SELECTED EXTRACT:
------------
On the April 23 edition of CNN's The Situation Room, host Wolf Blitzer falsely claimed that, according to the April 23 Social Security trustees' report, Social Security will "run out of money in 2041." As Media Matters for America has repeatedly explained (see here, here, here, here, and here), Blitzer's description is false: Social Security will not "run out of money" when its trust fund becomes depleted, as the trustees' report makes clear.
As the Social Security trustees' report explains, "Even if a trust fund's assets are exhausted ... tax income will continue to flow into the fund." For Social Security, under current law, "Present tax rates would be sufficient to pay 75 percent of scheduled benefits after trust fund exhaustion in 2041 and 70 percent of scheduled benefits in 2081."
From the April 23 edition of CNN's The Situation Room:
BLITZER: And trustees for Social Security and Medicare are now saying the funds that back the programs will last about a year longer than previously thought, with Social Security running out of money in the year 2041 and Medicare going broke in 2019. The reason? Small changes in projected benefits and tax collections.
------------
WHAT NEEDS TO BE DONE: Can you extract everything in the Media Matters item from "On the April" down to "report makes clear."? The listing that follows is separate material, unconnected to the Media Matters item.
------------
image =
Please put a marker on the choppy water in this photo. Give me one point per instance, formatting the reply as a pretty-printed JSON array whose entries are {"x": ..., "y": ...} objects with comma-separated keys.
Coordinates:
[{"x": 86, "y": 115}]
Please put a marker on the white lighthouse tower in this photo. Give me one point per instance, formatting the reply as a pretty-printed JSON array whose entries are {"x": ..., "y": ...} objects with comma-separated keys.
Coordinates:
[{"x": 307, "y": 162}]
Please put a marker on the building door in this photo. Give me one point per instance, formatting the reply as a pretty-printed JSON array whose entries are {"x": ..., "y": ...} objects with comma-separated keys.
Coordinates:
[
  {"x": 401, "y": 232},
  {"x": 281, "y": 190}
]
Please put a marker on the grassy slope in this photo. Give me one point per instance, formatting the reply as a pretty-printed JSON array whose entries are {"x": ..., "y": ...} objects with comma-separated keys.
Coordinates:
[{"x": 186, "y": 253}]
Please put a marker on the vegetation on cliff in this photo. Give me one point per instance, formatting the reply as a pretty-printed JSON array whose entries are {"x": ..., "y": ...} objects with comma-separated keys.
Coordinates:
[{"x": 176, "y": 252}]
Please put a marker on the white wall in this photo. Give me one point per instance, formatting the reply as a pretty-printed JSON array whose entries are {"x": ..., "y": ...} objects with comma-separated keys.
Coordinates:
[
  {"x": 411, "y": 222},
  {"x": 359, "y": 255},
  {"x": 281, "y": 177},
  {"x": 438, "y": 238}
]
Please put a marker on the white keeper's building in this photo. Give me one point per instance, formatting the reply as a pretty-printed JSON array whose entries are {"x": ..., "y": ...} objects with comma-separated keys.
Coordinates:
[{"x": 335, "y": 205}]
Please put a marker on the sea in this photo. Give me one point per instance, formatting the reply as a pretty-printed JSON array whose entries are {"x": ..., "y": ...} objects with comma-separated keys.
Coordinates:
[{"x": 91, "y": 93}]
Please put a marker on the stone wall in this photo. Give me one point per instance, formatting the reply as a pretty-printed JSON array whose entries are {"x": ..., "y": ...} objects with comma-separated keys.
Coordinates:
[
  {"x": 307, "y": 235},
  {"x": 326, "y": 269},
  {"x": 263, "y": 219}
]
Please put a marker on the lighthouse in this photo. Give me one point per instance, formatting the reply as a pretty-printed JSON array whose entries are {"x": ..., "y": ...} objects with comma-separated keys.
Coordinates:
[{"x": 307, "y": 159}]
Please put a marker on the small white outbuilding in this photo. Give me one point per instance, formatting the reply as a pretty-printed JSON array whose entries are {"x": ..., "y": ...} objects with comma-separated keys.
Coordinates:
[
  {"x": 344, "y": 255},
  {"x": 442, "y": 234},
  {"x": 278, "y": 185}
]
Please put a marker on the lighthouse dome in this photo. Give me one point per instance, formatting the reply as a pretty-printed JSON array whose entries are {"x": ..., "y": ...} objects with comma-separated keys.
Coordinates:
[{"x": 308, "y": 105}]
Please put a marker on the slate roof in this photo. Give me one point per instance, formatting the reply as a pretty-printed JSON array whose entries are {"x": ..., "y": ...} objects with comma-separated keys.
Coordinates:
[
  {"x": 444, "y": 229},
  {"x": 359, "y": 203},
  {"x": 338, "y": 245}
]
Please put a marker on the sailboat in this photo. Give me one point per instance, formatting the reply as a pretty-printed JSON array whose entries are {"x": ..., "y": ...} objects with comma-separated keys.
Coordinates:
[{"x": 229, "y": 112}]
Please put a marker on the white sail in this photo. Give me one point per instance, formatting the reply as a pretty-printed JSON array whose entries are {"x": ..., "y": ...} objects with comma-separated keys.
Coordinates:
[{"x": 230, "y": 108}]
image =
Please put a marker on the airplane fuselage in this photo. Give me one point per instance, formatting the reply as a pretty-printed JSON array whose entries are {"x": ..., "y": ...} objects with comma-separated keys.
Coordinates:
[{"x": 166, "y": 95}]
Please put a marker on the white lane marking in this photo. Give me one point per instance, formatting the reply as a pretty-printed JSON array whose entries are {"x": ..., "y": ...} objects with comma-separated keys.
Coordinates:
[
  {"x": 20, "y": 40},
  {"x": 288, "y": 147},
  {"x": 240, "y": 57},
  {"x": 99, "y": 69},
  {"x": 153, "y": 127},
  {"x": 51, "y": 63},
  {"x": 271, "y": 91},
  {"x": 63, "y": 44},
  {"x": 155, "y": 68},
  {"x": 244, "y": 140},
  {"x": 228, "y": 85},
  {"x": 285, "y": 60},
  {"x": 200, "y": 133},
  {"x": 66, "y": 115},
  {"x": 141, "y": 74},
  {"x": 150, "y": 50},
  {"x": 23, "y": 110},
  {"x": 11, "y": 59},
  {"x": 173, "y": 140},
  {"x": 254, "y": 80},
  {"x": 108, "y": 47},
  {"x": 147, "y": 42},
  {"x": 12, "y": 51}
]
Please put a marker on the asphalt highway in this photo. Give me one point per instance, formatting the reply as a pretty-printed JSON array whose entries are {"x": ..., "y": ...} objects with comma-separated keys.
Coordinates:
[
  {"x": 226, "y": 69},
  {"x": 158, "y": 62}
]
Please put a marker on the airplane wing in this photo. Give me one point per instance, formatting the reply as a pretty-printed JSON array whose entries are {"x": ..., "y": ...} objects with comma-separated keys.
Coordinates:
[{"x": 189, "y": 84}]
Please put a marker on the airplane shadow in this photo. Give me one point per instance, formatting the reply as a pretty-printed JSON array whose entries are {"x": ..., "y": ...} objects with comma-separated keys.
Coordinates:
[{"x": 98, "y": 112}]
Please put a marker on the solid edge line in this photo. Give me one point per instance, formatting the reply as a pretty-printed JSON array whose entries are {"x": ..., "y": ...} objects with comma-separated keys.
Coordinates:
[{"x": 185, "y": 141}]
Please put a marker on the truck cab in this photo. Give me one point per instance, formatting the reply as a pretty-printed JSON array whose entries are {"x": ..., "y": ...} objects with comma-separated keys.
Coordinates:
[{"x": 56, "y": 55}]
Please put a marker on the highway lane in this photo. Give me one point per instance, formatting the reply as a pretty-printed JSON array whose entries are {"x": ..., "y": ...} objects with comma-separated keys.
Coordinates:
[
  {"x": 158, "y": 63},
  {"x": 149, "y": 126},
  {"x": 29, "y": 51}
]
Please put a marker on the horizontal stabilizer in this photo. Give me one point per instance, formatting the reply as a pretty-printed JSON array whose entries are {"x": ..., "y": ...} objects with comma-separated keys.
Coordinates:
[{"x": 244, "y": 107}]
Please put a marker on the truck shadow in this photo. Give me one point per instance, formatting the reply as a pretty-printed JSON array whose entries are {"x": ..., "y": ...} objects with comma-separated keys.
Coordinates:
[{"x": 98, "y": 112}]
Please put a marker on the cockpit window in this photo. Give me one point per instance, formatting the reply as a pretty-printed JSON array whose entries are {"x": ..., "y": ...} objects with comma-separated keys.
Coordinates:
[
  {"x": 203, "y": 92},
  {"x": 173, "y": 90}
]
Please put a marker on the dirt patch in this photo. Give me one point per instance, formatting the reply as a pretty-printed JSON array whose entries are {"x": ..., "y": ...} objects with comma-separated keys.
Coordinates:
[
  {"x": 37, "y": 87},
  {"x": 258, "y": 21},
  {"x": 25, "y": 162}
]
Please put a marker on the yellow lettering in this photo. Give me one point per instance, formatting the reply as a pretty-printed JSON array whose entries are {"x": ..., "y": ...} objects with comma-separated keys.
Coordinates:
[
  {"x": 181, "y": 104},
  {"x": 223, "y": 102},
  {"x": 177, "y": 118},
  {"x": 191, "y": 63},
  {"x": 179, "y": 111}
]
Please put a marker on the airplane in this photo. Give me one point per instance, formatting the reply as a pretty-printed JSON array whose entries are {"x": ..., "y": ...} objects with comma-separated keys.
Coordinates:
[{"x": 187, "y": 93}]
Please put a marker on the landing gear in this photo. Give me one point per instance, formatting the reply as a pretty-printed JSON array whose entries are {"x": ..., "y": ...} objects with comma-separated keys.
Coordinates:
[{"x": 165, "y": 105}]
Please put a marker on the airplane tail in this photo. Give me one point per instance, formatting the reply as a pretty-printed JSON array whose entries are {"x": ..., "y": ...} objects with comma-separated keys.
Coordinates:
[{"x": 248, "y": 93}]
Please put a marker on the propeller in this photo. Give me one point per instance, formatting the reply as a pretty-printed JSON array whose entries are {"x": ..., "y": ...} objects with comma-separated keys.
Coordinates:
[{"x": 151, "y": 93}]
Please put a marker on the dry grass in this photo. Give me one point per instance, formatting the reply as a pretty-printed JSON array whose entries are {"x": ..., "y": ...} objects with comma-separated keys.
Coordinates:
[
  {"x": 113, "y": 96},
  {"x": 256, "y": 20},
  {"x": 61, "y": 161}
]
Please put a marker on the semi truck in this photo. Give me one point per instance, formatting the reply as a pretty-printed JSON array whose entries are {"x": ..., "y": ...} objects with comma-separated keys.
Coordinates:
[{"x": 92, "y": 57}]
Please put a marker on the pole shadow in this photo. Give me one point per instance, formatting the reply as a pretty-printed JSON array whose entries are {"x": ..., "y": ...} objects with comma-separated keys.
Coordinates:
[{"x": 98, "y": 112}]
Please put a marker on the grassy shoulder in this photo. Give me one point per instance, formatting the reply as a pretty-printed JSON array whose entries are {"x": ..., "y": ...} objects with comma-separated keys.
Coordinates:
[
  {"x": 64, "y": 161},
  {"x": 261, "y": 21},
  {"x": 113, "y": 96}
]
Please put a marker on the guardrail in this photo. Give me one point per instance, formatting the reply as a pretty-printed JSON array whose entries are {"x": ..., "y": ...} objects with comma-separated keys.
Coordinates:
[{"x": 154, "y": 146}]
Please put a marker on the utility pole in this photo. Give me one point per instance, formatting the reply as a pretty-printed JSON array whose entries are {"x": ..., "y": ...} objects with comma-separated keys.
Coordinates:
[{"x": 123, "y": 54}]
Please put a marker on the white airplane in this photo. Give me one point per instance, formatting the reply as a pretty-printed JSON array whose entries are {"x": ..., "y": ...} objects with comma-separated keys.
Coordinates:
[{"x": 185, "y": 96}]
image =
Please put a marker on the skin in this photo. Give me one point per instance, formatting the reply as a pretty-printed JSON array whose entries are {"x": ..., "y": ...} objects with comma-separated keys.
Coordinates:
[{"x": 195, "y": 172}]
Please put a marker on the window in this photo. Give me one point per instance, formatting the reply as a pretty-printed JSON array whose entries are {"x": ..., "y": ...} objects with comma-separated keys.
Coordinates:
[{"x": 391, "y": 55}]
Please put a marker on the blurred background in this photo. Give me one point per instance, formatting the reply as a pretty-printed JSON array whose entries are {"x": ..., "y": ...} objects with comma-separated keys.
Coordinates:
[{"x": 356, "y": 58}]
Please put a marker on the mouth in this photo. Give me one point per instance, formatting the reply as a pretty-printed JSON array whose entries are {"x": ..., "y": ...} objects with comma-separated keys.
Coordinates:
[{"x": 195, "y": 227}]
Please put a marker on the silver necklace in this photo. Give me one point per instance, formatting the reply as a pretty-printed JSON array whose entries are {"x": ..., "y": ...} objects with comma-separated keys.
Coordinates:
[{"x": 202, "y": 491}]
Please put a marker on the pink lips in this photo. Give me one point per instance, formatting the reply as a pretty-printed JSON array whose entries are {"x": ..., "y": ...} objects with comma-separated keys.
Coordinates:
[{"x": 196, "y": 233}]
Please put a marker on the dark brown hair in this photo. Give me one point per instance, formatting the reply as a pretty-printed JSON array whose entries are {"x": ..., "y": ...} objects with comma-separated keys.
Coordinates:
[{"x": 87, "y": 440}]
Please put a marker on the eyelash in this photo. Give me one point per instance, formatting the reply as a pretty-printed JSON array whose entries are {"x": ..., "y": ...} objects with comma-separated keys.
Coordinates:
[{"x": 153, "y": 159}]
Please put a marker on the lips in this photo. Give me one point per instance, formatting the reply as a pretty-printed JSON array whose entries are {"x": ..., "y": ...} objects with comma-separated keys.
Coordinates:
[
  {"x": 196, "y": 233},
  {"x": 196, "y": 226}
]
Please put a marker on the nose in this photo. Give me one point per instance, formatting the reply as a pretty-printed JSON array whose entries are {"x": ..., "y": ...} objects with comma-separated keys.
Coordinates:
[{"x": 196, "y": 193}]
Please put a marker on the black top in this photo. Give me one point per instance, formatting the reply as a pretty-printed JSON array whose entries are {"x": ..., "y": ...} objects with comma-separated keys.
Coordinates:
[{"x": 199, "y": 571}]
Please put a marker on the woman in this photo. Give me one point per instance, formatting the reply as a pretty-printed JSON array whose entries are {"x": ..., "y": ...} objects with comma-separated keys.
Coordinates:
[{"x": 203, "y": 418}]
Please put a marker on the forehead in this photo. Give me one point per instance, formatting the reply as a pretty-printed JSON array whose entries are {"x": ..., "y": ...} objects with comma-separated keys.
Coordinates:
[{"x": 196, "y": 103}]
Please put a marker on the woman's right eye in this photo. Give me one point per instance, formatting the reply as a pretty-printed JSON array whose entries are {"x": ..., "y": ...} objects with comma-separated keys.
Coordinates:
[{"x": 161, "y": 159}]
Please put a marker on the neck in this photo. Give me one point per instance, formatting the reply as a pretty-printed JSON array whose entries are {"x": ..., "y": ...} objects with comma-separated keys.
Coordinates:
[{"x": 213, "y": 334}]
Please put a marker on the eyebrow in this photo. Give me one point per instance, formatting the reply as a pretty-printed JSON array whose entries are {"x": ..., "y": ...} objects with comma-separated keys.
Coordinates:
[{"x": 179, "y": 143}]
------------
EXERCISE RESULT:
On the April 23 edition of CNN's The Situation Room, host Wolf Blitzer falsely claimed that, according to the April 23 Social Security trustees' report, Social Security will "run out of money in 2041." As Media Matters for America has repeatedly explained (see here, here, here, here, and here), Blitzer's description is false: Social Security will not "run out of money" when its trust fund becomes depleted, as the trustees' report makes clear.